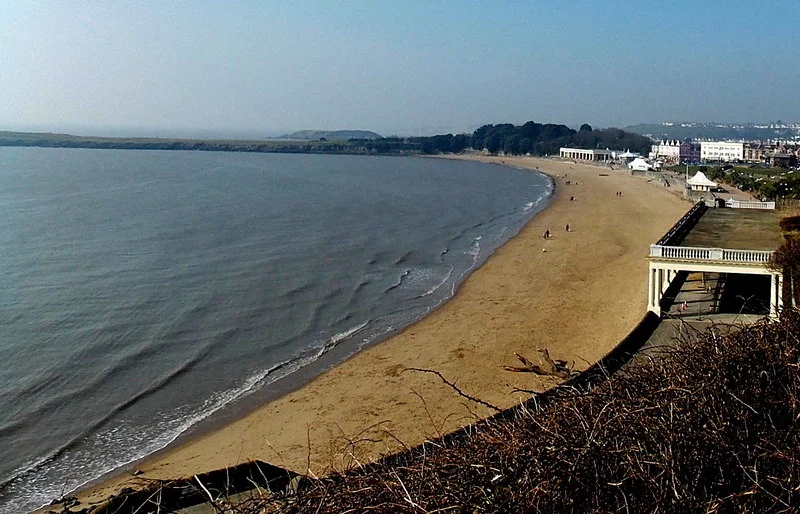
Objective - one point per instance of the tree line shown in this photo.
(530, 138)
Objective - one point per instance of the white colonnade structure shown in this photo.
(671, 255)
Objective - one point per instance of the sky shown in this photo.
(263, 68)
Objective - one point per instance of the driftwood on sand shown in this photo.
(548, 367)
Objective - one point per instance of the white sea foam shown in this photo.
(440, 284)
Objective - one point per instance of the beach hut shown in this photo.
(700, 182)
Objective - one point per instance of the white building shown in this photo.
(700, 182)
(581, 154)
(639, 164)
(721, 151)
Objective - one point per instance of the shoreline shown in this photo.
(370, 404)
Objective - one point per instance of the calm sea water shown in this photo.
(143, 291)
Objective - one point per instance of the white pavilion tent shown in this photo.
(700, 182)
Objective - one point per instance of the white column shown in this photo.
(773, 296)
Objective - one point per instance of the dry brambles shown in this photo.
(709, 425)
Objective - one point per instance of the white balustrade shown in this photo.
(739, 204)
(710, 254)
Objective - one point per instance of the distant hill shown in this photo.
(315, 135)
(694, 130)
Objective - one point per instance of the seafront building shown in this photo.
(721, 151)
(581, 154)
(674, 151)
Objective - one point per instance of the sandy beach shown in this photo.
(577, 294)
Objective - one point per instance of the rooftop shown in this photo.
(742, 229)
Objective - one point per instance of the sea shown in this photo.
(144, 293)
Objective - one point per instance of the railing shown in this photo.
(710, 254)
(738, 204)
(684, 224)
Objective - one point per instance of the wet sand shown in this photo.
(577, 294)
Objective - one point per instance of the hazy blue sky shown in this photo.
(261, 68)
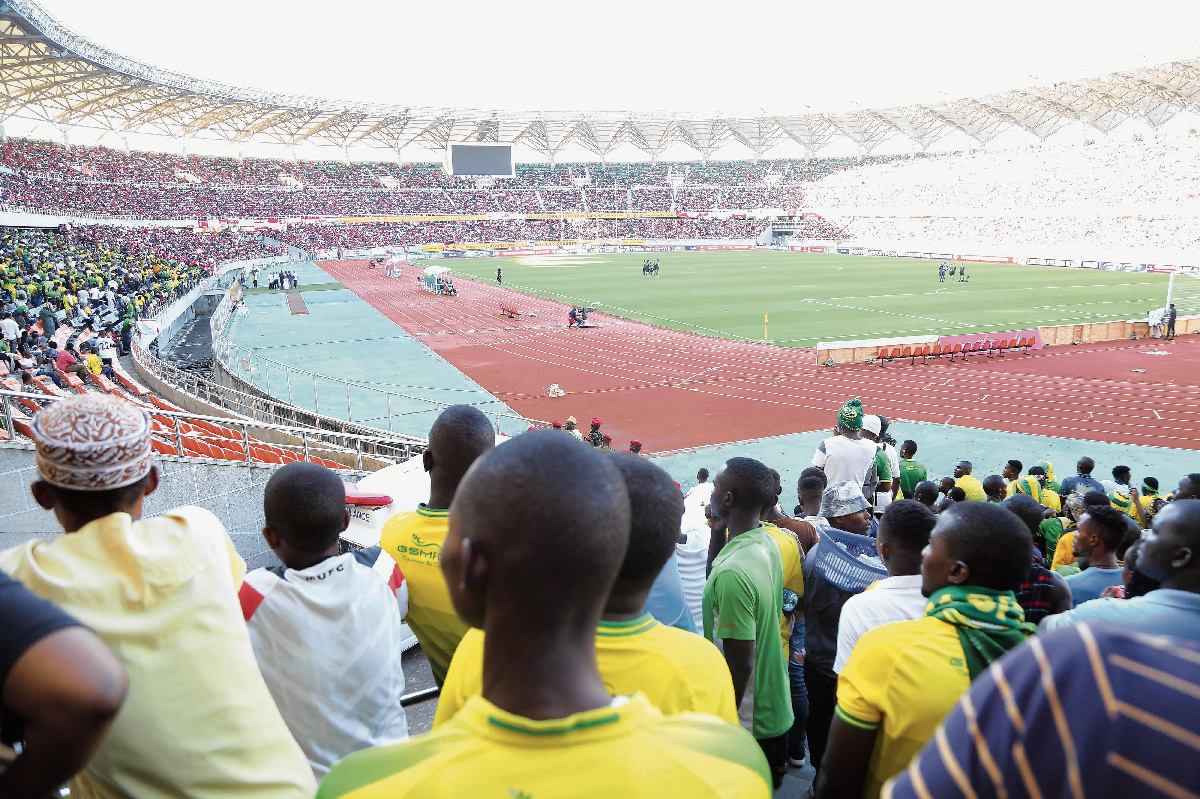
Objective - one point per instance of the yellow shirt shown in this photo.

--

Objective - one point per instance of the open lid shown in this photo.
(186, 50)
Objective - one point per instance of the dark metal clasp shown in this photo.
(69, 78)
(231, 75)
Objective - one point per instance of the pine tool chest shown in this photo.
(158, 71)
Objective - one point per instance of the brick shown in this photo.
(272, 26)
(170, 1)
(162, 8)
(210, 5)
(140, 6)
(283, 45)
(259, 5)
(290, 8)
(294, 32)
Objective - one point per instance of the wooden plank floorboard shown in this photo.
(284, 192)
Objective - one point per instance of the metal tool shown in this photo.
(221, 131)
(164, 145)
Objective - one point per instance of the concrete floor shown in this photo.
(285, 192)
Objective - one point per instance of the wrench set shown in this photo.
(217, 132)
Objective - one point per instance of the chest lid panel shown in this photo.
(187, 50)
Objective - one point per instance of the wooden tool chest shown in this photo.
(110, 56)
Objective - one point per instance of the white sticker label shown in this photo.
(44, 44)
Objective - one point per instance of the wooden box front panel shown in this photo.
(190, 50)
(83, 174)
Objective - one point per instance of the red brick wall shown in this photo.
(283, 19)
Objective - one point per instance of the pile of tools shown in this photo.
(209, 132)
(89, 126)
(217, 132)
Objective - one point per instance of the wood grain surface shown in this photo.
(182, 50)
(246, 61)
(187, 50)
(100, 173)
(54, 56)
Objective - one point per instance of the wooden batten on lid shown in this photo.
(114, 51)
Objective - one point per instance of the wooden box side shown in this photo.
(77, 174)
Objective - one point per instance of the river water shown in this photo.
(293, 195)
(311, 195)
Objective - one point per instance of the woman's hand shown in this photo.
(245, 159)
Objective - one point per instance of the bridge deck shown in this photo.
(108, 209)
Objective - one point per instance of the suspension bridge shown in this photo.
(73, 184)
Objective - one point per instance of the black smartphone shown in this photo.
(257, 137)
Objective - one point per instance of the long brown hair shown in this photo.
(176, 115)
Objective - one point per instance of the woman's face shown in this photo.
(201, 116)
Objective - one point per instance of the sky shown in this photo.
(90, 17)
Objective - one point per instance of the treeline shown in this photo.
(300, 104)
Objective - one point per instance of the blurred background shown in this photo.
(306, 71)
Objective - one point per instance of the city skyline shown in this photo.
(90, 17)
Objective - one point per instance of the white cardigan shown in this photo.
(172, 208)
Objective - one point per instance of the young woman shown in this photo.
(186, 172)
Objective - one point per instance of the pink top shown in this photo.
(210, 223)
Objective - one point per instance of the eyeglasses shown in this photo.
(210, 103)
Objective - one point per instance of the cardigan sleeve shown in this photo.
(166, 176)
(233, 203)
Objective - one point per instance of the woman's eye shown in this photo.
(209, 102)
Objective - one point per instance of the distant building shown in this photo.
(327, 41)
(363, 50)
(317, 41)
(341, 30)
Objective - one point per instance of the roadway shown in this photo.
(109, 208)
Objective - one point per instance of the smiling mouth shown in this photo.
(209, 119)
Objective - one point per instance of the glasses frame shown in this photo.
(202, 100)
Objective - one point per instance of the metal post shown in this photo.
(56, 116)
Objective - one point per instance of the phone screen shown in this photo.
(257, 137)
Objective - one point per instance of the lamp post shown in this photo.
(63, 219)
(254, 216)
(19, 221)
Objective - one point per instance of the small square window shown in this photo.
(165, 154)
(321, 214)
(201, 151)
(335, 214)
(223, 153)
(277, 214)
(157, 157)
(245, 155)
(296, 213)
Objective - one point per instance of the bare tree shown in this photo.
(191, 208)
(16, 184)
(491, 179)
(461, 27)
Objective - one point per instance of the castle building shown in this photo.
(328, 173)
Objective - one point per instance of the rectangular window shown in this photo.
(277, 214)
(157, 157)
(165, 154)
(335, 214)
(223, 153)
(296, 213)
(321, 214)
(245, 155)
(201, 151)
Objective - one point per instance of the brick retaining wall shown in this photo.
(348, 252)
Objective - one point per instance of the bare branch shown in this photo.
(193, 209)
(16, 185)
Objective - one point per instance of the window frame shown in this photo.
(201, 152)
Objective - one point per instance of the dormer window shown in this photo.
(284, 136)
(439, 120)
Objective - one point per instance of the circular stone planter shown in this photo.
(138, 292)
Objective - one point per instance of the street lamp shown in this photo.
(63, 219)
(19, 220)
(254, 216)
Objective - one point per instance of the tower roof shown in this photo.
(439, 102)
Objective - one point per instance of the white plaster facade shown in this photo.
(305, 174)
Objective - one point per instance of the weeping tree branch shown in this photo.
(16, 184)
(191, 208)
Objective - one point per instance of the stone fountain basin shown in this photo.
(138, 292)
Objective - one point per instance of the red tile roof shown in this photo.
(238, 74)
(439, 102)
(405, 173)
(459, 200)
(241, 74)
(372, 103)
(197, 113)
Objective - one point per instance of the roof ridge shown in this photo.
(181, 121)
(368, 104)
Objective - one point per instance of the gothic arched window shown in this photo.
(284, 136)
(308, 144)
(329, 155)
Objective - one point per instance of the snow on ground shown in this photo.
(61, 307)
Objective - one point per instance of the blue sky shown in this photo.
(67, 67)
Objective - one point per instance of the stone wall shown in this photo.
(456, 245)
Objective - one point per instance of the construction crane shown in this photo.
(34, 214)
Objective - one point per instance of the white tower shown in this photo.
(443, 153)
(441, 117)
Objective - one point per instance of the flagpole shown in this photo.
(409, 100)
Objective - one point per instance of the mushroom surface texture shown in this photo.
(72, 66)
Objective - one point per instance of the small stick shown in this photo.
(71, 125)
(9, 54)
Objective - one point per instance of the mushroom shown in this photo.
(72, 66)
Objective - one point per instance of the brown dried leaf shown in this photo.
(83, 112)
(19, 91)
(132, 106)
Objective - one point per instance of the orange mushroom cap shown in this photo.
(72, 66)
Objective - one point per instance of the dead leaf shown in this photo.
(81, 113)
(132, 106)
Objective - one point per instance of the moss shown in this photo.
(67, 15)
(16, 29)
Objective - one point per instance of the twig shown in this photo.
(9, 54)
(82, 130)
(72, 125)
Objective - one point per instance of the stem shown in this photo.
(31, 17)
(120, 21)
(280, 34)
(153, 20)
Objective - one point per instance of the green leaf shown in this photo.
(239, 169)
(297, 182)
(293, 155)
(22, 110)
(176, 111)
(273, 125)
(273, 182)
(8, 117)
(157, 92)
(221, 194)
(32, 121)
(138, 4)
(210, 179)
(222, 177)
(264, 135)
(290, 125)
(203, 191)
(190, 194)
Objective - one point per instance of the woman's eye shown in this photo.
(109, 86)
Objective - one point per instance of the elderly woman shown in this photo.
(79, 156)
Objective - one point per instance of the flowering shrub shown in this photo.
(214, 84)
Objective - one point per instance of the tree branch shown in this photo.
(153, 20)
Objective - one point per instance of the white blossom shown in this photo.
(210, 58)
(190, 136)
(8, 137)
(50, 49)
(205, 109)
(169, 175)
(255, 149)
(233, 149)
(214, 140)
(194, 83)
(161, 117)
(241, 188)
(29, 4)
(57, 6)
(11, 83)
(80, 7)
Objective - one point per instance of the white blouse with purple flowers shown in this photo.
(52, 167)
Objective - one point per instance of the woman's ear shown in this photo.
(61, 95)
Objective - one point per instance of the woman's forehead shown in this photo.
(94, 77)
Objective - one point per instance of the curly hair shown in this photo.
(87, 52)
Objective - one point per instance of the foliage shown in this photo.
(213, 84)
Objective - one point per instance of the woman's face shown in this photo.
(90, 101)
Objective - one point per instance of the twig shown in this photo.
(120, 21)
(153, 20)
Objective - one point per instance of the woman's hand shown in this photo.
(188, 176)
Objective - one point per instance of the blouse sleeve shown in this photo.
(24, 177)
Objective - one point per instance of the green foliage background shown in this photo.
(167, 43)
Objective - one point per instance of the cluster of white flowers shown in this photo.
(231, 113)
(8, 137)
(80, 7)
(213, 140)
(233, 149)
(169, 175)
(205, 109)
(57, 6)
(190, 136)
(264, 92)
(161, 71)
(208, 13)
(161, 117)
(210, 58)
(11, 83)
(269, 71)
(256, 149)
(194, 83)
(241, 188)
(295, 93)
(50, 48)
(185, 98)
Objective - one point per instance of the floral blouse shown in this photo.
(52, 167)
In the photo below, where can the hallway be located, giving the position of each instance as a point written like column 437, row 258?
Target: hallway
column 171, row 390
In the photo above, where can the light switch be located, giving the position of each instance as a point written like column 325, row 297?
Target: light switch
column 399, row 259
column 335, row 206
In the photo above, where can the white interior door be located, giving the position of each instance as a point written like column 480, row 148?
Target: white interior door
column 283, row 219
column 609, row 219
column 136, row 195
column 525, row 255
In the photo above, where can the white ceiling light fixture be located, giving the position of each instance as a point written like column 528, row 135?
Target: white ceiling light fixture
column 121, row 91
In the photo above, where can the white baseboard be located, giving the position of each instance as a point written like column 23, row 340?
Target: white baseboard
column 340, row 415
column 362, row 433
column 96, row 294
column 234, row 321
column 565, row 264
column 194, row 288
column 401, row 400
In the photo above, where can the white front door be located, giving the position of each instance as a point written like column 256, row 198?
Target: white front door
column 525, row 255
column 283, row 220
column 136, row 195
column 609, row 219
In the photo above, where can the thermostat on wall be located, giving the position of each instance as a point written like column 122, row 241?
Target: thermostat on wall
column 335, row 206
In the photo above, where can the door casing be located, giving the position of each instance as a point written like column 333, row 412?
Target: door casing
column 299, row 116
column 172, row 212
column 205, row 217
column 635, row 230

**Work to complete**:
Respond with the exact lines above running from the one containing "Objective - one point per instance of the tree line" to the one containing "Objective - one point per instance of the yellow", both ends kept and no pictures included.

**Response to this exercise**:
Objective - one point per instance of the tree line shown in this photo.
(530, 138)
Objective - one point per instance of the white colonnade structure shown in this photo.
(671, 255)
Objective - one point per instance of the sky shown in this photo.
(263, 68)
Objective - one point per instance of the driftwood on sand shown in this photo.
(548, 367)
Objective - one point per instance of the white sea foam shown in this photo.
(440, 284)
Objective - one point per instance of the beach hut shown in this photo.
(700, 182)
Objective - one point per instance of the white building shown in this photo.
(700, 182)
(581, 154)
(639, 164)
(721, 151)
Objective - one point per instance of the shoreline shown in this photo.
(370, 404)
Objective - one point per instance of the calm sea water shown in this photo.
(143, 291)
Objective - one point per instance of the white pavilion tent shown in this photo.
(700, 182)
Objective - one point per instance of the white column shown in this photo.
(773, 296)
Objective - one point per instance of the dry brambles shown in this photo.
(709, 425)
Objective - one point per instance of the white balustrade shown in this photo.
(739, 204)
(710, 254)
Objective - one point per instance of the distant hill shown in this photo.
(315, 135)
(694, 130)
Objective - one point per instance of the seafront building shown in this photo.
(721, 151)
(581, 154)
(674, 151)
Objective - one point per instance of the sandy beach shown in this photo.
(577, 294)
Objective - one point per instance of the rooftop shown in this photo.
(742, 229)
Objective - one point per instance of the sea shown in this photo.
(144, 293)
Objective - one point per instance of the railing shown in this photo.
(710, 254)
(738, 204)
(684, 224)
Objective - one point per instance of the wet sand shown in this photo.
(577, 294)
Objective - one point per instance of the hazy blue sky shown in this photo.
(261, 68)
Objective - one point per instance of the yellow shirt shown in this photo.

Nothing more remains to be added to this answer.